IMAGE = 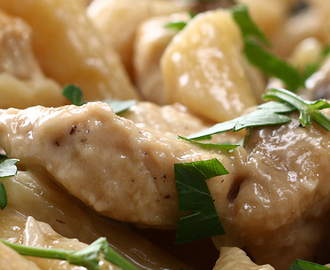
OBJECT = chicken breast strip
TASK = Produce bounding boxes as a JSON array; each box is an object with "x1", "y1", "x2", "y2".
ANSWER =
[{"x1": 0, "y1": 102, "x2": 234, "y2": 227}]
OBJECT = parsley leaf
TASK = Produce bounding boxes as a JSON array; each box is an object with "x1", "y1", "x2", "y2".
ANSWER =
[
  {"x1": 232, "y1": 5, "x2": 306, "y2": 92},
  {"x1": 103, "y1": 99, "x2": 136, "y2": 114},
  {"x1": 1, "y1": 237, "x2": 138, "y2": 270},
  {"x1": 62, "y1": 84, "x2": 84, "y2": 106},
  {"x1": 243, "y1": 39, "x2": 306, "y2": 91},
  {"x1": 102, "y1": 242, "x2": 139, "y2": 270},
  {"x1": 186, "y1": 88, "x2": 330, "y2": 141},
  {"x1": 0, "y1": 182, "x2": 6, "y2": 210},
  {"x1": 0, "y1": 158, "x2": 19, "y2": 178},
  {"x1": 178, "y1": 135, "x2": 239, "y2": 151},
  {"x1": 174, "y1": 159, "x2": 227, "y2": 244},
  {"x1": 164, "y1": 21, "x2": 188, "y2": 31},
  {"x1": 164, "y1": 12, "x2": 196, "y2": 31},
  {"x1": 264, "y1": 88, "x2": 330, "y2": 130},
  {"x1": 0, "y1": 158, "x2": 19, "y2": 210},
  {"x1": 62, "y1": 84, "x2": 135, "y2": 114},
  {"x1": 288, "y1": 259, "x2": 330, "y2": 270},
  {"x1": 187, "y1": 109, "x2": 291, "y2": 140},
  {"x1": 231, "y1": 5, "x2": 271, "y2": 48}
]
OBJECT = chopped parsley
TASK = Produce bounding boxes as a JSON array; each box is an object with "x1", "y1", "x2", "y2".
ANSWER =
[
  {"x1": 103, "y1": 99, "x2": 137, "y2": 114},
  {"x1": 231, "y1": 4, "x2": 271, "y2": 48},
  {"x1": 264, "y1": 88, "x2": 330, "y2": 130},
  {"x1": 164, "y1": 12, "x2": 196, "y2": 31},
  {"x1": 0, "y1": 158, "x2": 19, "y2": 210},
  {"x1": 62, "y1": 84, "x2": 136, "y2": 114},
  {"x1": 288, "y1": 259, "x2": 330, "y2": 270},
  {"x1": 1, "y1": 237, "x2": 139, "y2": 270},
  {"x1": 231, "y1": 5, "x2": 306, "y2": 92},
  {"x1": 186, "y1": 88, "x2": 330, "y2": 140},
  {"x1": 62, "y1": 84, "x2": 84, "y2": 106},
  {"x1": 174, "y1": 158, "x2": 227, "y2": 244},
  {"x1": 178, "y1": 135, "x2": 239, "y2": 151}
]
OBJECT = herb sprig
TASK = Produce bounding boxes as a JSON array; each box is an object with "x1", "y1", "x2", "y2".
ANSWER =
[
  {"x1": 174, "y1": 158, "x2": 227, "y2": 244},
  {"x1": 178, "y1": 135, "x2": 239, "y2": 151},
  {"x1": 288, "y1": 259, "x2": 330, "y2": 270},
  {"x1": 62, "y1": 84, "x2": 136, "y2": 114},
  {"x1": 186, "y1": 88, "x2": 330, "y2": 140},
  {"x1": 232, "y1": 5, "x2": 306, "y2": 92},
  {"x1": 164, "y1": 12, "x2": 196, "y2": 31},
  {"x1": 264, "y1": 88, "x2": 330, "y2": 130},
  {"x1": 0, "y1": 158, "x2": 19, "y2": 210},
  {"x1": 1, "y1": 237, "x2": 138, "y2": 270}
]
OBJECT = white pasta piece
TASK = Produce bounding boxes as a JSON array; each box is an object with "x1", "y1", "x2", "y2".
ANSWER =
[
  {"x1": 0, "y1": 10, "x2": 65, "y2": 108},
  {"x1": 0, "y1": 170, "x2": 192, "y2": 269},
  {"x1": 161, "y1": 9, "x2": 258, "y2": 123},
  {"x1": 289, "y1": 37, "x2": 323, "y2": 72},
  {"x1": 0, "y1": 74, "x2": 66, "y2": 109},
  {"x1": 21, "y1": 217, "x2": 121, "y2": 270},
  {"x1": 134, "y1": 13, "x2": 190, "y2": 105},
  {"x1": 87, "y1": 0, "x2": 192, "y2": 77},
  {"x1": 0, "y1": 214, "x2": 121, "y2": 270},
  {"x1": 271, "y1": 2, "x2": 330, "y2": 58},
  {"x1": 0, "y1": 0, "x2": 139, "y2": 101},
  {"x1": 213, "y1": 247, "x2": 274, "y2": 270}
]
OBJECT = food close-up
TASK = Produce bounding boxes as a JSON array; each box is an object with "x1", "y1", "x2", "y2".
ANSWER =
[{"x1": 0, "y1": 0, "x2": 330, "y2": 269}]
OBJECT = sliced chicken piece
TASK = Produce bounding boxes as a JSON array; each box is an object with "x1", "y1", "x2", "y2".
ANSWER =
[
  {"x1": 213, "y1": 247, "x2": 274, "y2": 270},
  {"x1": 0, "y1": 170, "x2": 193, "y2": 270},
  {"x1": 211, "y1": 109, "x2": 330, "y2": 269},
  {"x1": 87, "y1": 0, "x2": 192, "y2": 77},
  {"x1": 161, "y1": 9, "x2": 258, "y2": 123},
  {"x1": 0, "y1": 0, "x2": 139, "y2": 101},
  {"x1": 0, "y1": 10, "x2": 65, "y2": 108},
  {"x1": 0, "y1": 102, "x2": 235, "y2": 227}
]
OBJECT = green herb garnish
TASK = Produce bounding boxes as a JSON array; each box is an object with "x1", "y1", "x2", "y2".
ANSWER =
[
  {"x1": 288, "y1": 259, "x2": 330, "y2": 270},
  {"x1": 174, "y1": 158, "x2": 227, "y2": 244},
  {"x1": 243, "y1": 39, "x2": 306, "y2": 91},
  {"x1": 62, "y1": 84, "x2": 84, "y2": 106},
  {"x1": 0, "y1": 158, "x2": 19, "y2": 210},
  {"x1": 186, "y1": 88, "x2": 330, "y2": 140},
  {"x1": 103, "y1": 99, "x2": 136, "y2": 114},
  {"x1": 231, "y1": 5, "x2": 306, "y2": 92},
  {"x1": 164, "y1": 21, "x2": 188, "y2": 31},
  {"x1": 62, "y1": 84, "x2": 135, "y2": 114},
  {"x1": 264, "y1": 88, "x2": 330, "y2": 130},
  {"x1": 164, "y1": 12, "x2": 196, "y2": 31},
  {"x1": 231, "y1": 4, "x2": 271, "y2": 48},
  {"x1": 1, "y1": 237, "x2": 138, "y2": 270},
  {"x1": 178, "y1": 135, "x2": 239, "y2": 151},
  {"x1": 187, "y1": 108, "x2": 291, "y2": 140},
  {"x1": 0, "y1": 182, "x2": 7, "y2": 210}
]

* * *

**Instructions for the task:** Output all the records above again exactly, with the pictures dropped.

**Expected output:**
IMAGE = 
OBJECT = chicken breast strip
TASK = Produce bounding boxes as a JSON array; each box is an object with "x1", "y1", "x2", "y2".
ANSWER =
[{"x1": 0, "y1": 102, "x2": 234, "y2": 227}]
OBJECT = parsley leaf
TASK = Produce bounding boxes as a JSON array; each box is an object with "x1", "y1", "x2", "y2".
ANSWER =
[
  {"x1": 232, "y1": 5, "x2": 306, "y2": 92},
  {"x1": 103, "y1": 99, "x2": 136, "y2": 114},
  {"x1": 1, "y1": 237, "x2": 138, "y2": 270},
  {"x1": 62, "y1": 84, "x2": 84, "y2": 106},
  {"x1": 243, "y1": 39, "x2": 306, "y2": 91},
  {"x1": 102, "y1": 242, "x2": 139, "y2": 270},
  {"x1": 186, "y1": 88, "x2": 330, "y2": 141},
  {"x1": 0, "y1": 182, "x2": 6, "y2": 210},
  {"x1": 0, "y1": 158, "x2": 19, "y2": 178},
  {"x1": 178, "y1": 135, "x2": 239, "y2": 151},
  {"x1": 174, "y1": 159, "x2": 227, "y2": 244},
  {"x1": 164, "y1": 21, "x2": 188, "y2": 31},
  {"x1": 164, "y1": 12, "x2": 196, "y2": 31},
  {"x1": 264, "y1": 88, "x2": 330, "y2": 130},
  {"x1": 0, "y1": 158, "x2": 19, "y2": 210},
  {"x1": 62, "y1": 84, "x2": 135, "y2": 114},
  {"x1": 288, "y1": 259, "x2": 330, "y2": 270},
  {"x1": 187, "y1": 109, "x2": 291, "y2": 140},
  {"x1": 231, "y1": 5, "x2": 271, "y2": 48}
]
OBJECT = chopped parsley
TASK = Produce bounding boxes as a JSON array; each box is an object with "x1", "y1", "x2", "y2".
ANSWER =
[
  {"x1": 103, "y1": 99, "x2": 137, "y2": 114},
  {"x1": 231, "y1": 4, "x2": 271, "y2": 48},
  {"x1": 264, "y1": 88, "x2": 330, "y2": 130},
  {"x1": 164, "y1": 12, "x2": 196, "y2": 31},
  {"x1": 0, "y1": 158, "x2": 19, "y2": 210},
  {"x1": 62, "y1": 84, "x2": 136, "y2": 114},
  {"x1": 288, "y1": 259, "x2": 330, "y2": 270},
  {"x1": 1, "y1": 237, "x2": 139, "y2": 270},
  {"x1": 231, "y1": 5, "x2": 306, "y2": 92},
  {"x1": 186, "y1": 88, "x2": 330, "y2": 140},
  {"x1": 62, "y1": 84, "x2": 84, "y2": 106},
  {"x1": 174, "y1": 158, "x2": 227, "y2": 244},
  {"x1": 178, "y1": 135, "x2": 239, "y2": 151}
]
OBJECT = herb sprig
TASK = Produce bounding boxes as a JSON array; each box is an object with "x1", "y1", "x2", "y2".
ANSWER =
[
  {"x1": 174, "y1": 158, "x2": 227, "y2": 244},
  {"x1": 178, "y1": 135, "x2": 239, "y2": 151},
  {"x1": 288, "y1": 259, "x2": 330, "y2": 270},
  {"x1": 62, "y1": 84, "x2": 136, "y2": 114},
  {"x1": 186, "y1": 88, "x2": 330, "y2": 140},
  {"x1": 232, "y1": 5, "x2": 306, "y2": 92},
  {"x1": 164, "y1": 12, "x2": 196, "y2": 31},
  {"x1": 264, "y1": 88, "x2": 330, "y2": 130},
  {"x1": 0, "y1": 158, "x2": 19, "y2": 210},
  {"x1": 1, "y1": 237, "x2": 138, "y2": 270}
]
OBJECT = white pasta piece
TASK = Produce bounding boxes as a JSON array; each box is an object with "x1", "y1", "x2", "y2".
ANSWER =
[
  {"x1": 0, "y1": 10, "x2": 65, "y2": 108},
  {"x1": 0, "y1": 170, "x2": 192, "y2": 269},
  {"x1": 161, "y1": 9, "x2": 258, "y2": 123},
  {"x1": 289, "y1": 37, "x2": 323, "y2": 72},
  {"x1": 0, "y1": 74, "x2": 66, "y2": 109},
  {"x1": 21, "y1": 217, "x2": 121, "y2": 270},
  {"x1": 134, "y1": 13, "x2": 190, "y2": 105},
  {"x1": 87, "y1": 0, "x2": 192, "y2": 77},
  {"x1": 0, "y1": 214, "x2": 121, "y2": 270},
  {"x1": 271, "y1": 2, "x2": 330, "y2": 58},
  {"x1": 0, "y1": 0, "x2": 139, "y2": 101},
  {"x1": 213, "y1": 247, "x2": 274, "y2": 270}
]
OBJECT = food close-up
TASK = Produce bounding boxes as a JSON array; each box is an object with "x1", "y1", "x2", "y2".
ANSWER =
[{"x1": 0, "y1": 0, "x2": 330, "y2": 269}]
OBJECT = sliced chicken piece
TASK = Produce bounding boxes as a JSON array; each box is an object with "x1", "y1", "x2", "y2".
ANSWER =
[
  {"x1": 213, "y1": 247, "x2": 274, "y2": 270},
  {"x1": 0, "y1": 170, "x2": 193, "y2": 270},
  {"x1": 211, "y1": 109, "x2": 330, "y2": 269},
  {"x1": 87, "y1": 0, "x2": 192, "y2": 77},
  {"x1": 161, "y1": 9, "x2": 258, "y2": 123},
  {"x1": 0, "y1": 0, "x2": 139, "y2": 101},
  {"x1": 0, "y1": 10, "x2": 65, "y2": 108},
  {"x1": 0, "y1": 102, "x2": 235, "y2": 227}
]
OBJECT = green herb garnish
TASK = Produce bounding boxes as a JSON array; each box is an object with "x1", "y1", "x2", "y2".
ANSWER =
[
  {"x1": 288, "y1": 259, "x2": 330, "y2": 270},
  {"x1": 174, "y1": 158, "x2": 227, "y2": 244},
  {"x1": 243, "y1": 39, "x2": 306, "y2": 91},
  {"x1": 62, "y1": 84, "x2": 84, "y2": 106},
  {"x1": 0, "y1": 158, "x2": 19, "y2": 210},
  {"x1": 186, "y1": 88, "x2": 330, "y2": 140},
  {"x1": 103, "y1": 99, "x2": 136, "y2": 114},
  {"x1": 231, "y1": 5, "x2": 306, "y2": 92},
  {"x1": 164, "y1": 21, "x2": 188, "y2": 31},
  {"x1": 62, "y1": 84, "x2": 135, "y2": 114},
  {"x1": 264, "y1": 88, "x2": 330, "y2": 130},
  {"x1": 164, "y1": 12, "x2": 196, "y2": 31},
  {"x1": 231, "y1": 4, "x2": 271, "y2": 48},
  {"x1": 1, "y1": 237, "x2": 138, "y2": 270},
  {"x1": 178, "y1": 135, "x2": 239, "y2": 151},
  {"x1": 187, "y1": 108, "x2": 291, "y2": 140},
  {"x1": 0, "y1": 182, "x2": 7, "y2": 210}
]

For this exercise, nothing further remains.